**What the exercise asks**
Return each line of the data below unchanged, please.

==*==

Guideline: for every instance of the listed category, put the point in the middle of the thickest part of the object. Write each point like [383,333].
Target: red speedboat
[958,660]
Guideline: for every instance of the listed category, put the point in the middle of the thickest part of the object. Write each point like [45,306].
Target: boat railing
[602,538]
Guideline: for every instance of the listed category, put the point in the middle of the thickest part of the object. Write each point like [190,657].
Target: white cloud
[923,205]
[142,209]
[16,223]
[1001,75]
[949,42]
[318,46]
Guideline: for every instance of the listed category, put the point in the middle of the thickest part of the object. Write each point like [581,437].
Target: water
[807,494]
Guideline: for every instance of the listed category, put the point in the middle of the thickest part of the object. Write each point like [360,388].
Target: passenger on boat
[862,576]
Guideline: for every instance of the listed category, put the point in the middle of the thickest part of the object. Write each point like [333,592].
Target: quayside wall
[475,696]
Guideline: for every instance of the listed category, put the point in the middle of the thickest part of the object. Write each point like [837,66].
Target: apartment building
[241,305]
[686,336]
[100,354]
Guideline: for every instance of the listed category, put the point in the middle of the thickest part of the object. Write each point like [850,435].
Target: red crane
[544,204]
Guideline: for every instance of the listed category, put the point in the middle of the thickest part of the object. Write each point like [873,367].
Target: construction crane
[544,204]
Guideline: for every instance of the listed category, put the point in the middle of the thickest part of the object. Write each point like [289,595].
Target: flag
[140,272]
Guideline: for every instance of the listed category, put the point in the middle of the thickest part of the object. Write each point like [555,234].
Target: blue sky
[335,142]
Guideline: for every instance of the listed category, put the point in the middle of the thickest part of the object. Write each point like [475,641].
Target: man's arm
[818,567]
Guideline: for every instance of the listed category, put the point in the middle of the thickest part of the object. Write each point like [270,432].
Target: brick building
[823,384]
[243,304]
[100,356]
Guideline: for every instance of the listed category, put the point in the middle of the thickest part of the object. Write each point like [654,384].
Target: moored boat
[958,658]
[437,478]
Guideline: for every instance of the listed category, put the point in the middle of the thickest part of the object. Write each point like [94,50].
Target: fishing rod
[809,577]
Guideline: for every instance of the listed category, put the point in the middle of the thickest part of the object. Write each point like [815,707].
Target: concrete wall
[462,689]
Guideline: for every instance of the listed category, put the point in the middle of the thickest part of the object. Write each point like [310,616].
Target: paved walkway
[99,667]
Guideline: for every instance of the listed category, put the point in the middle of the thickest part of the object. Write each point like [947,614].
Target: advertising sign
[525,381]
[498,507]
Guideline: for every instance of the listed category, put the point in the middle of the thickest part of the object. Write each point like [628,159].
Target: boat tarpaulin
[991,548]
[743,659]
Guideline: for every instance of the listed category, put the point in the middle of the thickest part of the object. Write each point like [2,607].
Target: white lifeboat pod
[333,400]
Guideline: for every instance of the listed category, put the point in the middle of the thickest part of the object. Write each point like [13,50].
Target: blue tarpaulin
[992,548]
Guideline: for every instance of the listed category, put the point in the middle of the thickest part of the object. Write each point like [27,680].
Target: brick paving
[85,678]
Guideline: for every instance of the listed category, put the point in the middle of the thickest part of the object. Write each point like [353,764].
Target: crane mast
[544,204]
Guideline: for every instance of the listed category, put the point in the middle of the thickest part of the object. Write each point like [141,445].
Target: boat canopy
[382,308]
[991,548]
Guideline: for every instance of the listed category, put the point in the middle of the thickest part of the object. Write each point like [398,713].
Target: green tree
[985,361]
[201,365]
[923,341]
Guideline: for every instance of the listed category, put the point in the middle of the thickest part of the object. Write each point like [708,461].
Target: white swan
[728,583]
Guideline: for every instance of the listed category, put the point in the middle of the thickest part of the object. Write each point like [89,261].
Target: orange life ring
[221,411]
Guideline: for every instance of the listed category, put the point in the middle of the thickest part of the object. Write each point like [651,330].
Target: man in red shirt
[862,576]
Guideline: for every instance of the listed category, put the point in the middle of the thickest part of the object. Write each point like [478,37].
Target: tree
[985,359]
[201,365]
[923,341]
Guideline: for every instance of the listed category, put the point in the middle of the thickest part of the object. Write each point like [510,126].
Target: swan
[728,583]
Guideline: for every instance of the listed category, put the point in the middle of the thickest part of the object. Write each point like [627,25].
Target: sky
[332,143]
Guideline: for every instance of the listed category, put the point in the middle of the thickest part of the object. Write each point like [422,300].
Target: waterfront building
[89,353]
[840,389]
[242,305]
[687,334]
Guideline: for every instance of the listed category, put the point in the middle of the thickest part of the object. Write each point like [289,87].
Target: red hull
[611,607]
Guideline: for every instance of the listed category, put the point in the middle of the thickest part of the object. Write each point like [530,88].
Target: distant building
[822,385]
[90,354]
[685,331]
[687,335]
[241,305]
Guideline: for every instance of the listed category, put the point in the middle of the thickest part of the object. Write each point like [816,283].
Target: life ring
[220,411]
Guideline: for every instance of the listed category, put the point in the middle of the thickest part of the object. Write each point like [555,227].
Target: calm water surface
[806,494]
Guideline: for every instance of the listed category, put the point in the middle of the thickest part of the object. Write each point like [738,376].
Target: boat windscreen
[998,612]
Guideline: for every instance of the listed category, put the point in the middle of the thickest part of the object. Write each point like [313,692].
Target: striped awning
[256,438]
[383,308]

==*==

**Exercise response**
Guideline: for every instance of the listed category, put the point in the middle of the thickest part of the object. Write each point like [383,333].
Target: red speedboat
[958,660]
Guideline: for every instance of the listed category, put the point in the middle of the thickest part of the object. Write each point like [45,306].
Target: boat railing
[602,538]
Guideline: for every instance of the listed category, put the point in the middle of the thickest part of the object. Write each point like [190,657].
Target: white cloud
[923,205]
[142,209]
[16,223]
[1001,75]
[949,42]
[318,46]
Guideline: for every instance of the listed category, put the point in the middle of the thickest part of the object. Write each point like [581,437].
Target: water
[807,494]
Guideline: for every instance of the listed category, put the point in the middle of the thickest part of the object. Write each point like [360,388].
Target: passenger on boat
[862,576]
Guideline: for every instance of the listed category, put the point in the middle of the thickest part of the object. Write each point like [333,592].
Target: quayside wall
[475,696]
Guideline: for every instance of the listed category, put the point in the middle of the thickest part of the object. Write each point like [837,66].
Target: apartment building
[241,305]
[686,336]
[100,354]
Guideline: for every instance of the listed category, put the point in the middle of the thickest part of the object. Write each point like [850,435].
Target: red crane
[544,204]
Guideline: for every instance of the listed category, put the point in the middle of the thickest part of the object. Write each point like [873,367].
Target: construction crane
[544,204]
Guideline: for every instance of the listed category, put the point in the middle of the thickest part of the object. Write each point like [289,595].
Target: flag
[140,272]
Guideline: for every instance of the listed category, put the point in the middle of the thickest part of the object. Write each point like [555,234].
Target: blue sky
[335,142]
Guideline: for every instance of the listed category, put the point in the middle of the thickest part of the object. Write each point like [475,641].
Target: man's arm
[818,567]
Guideline: for every instance of the listed category, put the point in the middle of the thickest part of the object. Write each point like [270,432].
Target: brick building
[823,384]
[243,304]
[100,356]
Guideline: for every instance of the listed category, put the point in the middle of the thickest part of the object. Write each point like [654,384].
Target: moored boat
[958,658]
[437,478]
Guideline: for every instance of the listed category, put the point in the middle of the thickest part of the object. Write each point like [94,50].
Target: fishing rod
[809,577]
Guideline: for every instance of the listed category, put the point in the middle of the thickest part of the object. Write each point like [815,707].
Target: concrete wall
[462,689]
Guideline: for every instance of the listed category, put the point in the middle of the thickest part of the object. Write each point like [310,616].
Target: paved walkway
[99,667]
Guideline: for every instance of the listed category, put the point in the middle of the thickest part of the object. Write each point like [947,614].
Target: advertising sign
[525,381]
[498,507]
Guideline: for every instance of the listed category, put the point in the middle of the thickest part of the object. Write each point like [628,159].
Target: boat tarpaulin
[991,548]
[743,659]
Guideline: for every instance of the listed category, put the point in the middle of the thickest part of the object. Write each point like [2,607].
Target: white lifeboat pod
[333,400]
Guideline: for every instance of the listed category, put the point in the middle of the thickest part of the object. Write each point like [13,50].
Target: blue tarpaulin
[992,548]
Guideline: for every instance of the listed category, put the point in the middle of the thickest part of the object. Write each point like [27,680].
Target: brick paving
[85,678]
Guideline: for every instance of the listed category, put the point in the middle of the thickest part of the object. Write each point like [353,764].
Target: crane mast
[544,204]
Guideline: for every instance of the listed category, put the point in the middle of the thickest part of the object. Write each point like [141,445].
Target: boat canopy
[382,308]
[991,548]
Guideline: for every instance of the listed category, put the point in the middle of the thickest part of the object. Write each point like [398,713].
Target: green tree
[985,361]
[201,365]
[923,341]
Guideline: for every instance of the listed category, put the point in the middle of the thickest part of the object. Write each point like [708,461].
Target: white swan
[728,583]
Guideline: for every instance of the listed category, put the point in the middle of the thickest part of the object. Write each point like [89,261].
Target: orange life ring
[221,411]
Guideline: for every instance of the listed category, put the point in the middle of the thickest part of the object. Write each point like [651,330].
Target: man in red shirt
[862,576]
Guideline: for every instance of the listed category, put the point in the middle of the thickest part of the object. Write each point like [478,37].
Target: tree
[985,359]
[201,365]
[923,341]
Guideline: for every instance of the listed category, put the point in the middle of the thickest part of the object. Write each point like [510,126].
Target: swan
[728,583]
Guideline: for every instance of the listed category, put the point in the middle of the thickest part of the object. Write each point like [627,25].
Target: sky
[332,143]
Guideline: for every instance of the listed category, put the point in the middle of the thickest part of the object. Write each point like [422,300].
Target: waterfront building
[89,353]
[840,389]
[242,305]
[687,334]
Guideline: for every instance of the listed category, put the point in the middle of the thickest part of the object. Write each point like [289,87].
Target: red hull
[611,607]
Guideline: for every instance of the listed category, put the point in the middle of the thickest part of the object. Write each point like [530,88].
Target: distant building
[822,385]
[90,354]
[685,331]
[687,335]
[241,305]
Guideline: for every instance of the listed category, put the point in the middle of the thickest part of the object. Write each point like [816,283].
Target: life ring
[220,411]
Guideline: for every instance of the listed category, put the point in the middle of the thickest part of the object. Write each point like [555,227].
Target: calm water surface
[806,494]
Guideline: for every instance of the listed category, put the point in the middle of the thickest part of the object. Write each point like [738,376].
Target: boat windscreen
[998,612]
Guideline: for every instance of the listed category, put the point in the middle of the thickest part of the object. Write each point like [313,692].
Target: striped awning
[256,438]
[383,308]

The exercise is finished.